**TASK DIRECTIONS:** Render the stretch of data from its first line through the line containing "[(70, 94), (77, 68), (40, 74)]" as a Markdown table. Use the columns Row and Line, number each line, and omit blank lines.

Image boundary labeling data
◇ ◇ ◇

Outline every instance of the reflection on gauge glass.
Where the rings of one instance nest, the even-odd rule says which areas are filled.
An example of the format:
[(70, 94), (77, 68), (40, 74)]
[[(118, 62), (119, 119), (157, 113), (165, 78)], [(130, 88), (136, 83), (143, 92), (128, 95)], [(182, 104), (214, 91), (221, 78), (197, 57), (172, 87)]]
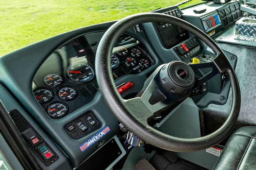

◇ ◇ ◇

**RESPONSE:**
| Row | Line |
|---|---|
| 1 | Outline every instance of the reflection on gauge glass. |
| 2 | Where the rings of one instance nest, the even-odd rule says which areas are filled. |
| 3 | An example of the format: |
| 4 | [(70, 94), (77, 68), (40, 74)] |